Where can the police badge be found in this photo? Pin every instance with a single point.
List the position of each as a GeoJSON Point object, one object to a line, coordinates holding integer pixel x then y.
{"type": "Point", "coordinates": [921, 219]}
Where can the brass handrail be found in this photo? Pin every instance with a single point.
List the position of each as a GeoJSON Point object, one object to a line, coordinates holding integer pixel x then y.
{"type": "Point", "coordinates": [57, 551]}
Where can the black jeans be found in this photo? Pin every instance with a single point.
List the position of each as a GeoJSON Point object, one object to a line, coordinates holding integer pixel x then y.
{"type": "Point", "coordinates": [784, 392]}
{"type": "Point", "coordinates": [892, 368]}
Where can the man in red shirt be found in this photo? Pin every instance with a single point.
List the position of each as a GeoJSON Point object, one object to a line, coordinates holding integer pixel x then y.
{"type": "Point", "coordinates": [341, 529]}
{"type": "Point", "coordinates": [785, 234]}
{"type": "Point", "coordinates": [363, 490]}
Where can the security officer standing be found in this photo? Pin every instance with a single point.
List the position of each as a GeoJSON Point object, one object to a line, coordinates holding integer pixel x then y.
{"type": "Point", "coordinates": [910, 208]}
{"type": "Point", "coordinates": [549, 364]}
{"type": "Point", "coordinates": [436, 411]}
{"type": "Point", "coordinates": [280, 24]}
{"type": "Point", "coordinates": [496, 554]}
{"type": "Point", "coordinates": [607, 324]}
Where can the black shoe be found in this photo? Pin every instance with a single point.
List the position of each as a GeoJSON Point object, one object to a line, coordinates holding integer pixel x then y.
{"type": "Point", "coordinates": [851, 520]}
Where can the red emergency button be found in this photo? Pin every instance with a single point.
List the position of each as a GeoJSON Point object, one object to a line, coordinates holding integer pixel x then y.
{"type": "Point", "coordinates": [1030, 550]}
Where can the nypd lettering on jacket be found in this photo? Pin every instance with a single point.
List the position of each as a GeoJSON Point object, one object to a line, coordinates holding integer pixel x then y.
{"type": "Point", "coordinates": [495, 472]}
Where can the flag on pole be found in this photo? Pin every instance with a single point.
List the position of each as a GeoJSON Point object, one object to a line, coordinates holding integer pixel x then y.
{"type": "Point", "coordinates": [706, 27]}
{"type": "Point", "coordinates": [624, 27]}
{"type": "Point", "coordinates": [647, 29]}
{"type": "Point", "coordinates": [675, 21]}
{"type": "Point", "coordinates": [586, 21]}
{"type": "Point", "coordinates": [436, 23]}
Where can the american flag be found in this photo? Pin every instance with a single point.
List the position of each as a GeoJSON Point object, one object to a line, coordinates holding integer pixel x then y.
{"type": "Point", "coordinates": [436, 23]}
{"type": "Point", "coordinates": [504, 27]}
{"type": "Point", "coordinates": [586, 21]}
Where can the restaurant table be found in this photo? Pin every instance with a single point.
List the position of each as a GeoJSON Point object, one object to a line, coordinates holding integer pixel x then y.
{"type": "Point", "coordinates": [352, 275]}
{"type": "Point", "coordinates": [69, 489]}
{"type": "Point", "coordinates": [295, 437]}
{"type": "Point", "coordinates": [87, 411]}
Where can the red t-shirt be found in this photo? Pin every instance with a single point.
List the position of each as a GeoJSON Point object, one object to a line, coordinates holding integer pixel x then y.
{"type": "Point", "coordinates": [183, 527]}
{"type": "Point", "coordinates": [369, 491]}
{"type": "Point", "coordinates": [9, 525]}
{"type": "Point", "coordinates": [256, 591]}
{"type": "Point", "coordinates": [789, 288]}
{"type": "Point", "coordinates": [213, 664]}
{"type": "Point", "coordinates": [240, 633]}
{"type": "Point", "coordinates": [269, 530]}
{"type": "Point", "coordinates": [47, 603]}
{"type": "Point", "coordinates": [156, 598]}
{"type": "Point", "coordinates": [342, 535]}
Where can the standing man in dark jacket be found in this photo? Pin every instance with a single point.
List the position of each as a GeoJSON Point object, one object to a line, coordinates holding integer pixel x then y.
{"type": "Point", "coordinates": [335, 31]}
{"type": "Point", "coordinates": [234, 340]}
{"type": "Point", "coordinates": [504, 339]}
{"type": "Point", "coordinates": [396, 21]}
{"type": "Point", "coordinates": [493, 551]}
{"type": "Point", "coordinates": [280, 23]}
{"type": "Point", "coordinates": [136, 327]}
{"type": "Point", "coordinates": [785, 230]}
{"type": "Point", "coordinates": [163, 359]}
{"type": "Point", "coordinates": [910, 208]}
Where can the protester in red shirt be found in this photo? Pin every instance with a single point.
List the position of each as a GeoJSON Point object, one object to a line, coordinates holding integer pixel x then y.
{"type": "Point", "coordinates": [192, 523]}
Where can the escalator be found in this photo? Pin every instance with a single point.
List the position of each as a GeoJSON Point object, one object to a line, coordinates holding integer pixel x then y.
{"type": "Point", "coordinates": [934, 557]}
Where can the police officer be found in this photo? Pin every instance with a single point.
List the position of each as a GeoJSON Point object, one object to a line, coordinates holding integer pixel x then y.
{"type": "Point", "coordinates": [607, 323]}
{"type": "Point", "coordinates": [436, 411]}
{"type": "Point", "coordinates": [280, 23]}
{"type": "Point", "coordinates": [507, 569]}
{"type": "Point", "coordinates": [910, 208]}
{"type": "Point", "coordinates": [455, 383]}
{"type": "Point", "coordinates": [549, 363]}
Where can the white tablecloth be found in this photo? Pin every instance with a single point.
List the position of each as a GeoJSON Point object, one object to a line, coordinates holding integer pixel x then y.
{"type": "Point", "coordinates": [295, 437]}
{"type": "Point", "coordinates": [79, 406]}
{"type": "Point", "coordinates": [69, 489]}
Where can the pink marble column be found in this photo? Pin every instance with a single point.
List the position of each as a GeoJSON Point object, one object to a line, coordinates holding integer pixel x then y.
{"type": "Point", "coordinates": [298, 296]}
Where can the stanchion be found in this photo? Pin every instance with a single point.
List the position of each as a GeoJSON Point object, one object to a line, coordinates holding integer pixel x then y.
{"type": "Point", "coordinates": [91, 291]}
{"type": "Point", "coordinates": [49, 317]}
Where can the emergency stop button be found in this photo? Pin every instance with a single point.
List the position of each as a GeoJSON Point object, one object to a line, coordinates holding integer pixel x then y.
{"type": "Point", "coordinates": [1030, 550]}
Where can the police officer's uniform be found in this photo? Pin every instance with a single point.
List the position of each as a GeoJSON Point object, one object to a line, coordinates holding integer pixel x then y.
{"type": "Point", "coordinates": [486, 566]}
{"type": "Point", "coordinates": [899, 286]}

━━━━━━

== PROMPT ==
Could you update the data from the line that has "Where can the emergency" through the end, replacing "Pin every instance" with "Mark every instance" and leaving everything else unchanged?

== CORRECT ANSWER ==
Where can the emergency stop button be found in this photo? Mark every instance with a single point.
List the position of each as a GeoJSON Point object, one object to a line, coordinates holding integer pixel x then y.
{"type": "Point", "coordinates": [1030, 550]}
Where can the police officer's uniform be found in this photo? Mark every instance with a single point.
List the position of each as a GeoJSON Point object, one object to a line, coordinates holding integer pixel x then y.
{"type": "Point", "coordinates": [486, 566]}
{"type": "Point", "coordinates": [899, 286]}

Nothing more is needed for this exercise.